---------- Data supplied ----------

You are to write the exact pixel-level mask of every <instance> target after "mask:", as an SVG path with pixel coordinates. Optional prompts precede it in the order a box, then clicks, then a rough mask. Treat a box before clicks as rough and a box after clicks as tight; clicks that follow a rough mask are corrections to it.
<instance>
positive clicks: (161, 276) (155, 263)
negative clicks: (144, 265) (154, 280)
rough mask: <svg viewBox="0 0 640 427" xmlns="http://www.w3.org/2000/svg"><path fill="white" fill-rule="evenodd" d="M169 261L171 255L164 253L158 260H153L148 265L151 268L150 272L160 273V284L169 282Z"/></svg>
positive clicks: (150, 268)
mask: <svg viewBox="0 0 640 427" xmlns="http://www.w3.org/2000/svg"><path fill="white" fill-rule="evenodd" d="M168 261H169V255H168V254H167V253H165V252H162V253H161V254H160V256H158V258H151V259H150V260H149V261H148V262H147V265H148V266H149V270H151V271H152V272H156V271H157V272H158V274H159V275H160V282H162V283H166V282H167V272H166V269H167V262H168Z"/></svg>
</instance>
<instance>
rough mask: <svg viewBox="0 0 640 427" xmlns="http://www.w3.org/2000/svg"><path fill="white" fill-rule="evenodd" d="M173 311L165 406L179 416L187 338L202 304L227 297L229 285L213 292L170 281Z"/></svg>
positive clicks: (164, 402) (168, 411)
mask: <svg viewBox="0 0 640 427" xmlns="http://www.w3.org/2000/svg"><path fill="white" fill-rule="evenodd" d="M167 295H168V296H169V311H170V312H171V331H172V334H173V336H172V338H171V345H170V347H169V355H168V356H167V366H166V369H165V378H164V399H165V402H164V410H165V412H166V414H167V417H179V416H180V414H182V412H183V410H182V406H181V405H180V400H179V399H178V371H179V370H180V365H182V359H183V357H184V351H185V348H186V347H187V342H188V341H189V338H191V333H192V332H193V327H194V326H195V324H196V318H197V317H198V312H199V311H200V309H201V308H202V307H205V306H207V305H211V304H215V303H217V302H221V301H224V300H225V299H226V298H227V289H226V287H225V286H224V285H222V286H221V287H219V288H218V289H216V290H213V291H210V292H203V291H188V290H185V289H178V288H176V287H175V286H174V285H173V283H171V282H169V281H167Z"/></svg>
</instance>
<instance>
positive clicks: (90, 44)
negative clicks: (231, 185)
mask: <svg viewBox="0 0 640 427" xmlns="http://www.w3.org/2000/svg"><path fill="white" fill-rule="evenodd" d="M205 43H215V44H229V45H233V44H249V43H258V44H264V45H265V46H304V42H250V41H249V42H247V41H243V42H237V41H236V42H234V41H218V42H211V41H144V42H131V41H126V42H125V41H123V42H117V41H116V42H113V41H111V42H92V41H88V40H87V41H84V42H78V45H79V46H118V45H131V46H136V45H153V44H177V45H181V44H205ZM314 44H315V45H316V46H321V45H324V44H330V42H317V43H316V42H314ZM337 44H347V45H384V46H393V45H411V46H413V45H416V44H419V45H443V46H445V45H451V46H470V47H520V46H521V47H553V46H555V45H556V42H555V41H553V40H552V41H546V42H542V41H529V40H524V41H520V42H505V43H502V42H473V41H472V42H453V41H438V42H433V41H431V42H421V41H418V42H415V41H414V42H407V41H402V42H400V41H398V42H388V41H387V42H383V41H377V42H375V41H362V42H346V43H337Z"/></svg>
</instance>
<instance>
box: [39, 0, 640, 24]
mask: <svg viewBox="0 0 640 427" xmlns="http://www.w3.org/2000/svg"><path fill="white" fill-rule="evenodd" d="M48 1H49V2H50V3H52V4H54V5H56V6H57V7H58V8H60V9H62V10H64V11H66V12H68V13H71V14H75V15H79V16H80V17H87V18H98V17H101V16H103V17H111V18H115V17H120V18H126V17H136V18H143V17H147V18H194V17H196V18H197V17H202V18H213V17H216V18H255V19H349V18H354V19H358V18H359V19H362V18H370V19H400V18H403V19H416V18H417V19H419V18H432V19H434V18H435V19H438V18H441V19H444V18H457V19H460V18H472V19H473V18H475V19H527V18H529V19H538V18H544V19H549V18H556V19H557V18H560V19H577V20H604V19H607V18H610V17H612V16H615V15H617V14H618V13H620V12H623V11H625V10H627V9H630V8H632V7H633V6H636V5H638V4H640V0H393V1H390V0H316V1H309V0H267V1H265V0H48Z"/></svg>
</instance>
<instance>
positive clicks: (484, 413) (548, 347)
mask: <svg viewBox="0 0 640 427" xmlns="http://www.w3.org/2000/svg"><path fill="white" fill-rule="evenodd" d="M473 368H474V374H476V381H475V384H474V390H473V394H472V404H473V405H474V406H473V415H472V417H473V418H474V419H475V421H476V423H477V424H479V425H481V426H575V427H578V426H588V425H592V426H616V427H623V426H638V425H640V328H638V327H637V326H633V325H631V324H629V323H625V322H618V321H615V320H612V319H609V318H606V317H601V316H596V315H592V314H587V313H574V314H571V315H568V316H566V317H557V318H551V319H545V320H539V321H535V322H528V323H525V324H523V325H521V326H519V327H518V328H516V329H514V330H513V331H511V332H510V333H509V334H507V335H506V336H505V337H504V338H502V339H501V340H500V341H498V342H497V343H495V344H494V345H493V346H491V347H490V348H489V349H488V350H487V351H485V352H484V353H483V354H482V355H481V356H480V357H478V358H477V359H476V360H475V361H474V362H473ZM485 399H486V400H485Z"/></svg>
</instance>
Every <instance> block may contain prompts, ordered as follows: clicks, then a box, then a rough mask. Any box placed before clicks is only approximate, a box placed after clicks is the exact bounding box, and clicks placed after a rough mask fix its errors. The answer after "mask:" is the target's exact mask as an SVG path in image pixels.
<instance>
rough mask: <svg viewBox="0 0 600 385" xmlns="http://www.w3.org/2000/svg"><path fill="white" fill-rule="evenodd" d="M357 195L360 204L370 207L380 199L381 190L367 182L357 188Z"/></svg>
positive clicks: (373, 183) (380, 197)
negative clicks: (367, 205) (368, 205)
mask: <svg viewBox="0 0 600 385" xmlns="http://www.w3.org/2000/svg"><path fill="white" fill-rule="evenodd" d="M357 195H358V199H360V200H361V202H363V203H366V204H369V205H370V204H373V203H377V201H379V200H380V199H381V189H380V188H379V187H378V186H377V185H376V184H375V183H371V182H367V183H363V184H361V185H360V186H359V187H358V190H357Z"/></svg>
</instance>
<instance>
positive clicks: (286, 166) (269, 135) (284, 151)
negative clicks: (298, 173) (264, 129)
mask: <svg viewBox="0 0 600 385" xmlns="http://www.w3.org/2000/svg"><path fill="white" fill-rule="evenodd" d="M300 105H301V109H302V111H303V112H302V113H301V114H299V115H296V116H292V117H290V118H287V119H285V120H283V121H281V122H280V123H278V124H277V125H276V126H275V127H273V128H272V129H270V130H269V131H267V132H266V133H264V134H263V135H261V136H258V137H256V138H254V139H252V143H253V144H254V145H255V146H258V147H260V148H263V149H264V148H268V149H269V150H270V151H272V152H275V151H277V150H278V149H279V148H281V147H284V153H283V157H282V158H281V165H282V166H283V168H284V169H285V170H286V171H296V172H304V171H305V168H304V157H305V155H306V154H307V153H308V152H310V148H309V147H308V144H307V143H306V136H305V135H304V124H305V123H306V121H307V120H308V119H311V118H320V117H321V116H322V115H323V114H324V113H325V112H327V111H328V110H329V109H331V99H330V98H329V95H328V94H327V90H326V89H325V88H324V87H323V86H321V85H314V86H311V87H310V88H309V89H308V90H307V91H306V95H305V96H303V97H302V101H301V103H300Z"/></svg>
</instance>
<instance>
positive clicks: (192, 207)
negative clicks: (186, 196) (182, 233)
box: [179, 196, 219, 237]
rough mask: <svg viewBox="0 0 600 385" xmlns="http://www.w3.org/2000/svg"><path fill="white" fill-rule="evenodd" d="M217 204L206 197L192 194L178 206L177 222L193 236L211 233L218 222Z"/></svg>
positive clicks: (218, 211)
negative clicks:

----------

▸ **Exercise details**
Output the data verbatim, starting at its first line and ending with the line that contains "positive clicks: (150, 268)", inclusive.

▸ **Completed exercise**
You are to write the exact pixel-level mask of every <instance> target after "mask:", as an SVG path with pixel coordinates. Optional prompts precede it in the order a box, then clicks, then a rough mask. Treat a box before clicks as rough and a box after clicks as tight; clicks that follow a rough mask are corrections to it.
<instance>
positive clicks: (161, 276) (155, 263)
negative clicks: (144, 265) (154, 280)
rough mask: <svg viewBox="0 0 640 427" xmlns="http://www.w3.org/2000/svg"><path fill="white" fill-rule="evenodd" d="M169 261L171 255L164 253L158 260H153L148 265L151 268L150 272L160 273V284L169 282Z"/></svg>
positive clicks: (150, 268)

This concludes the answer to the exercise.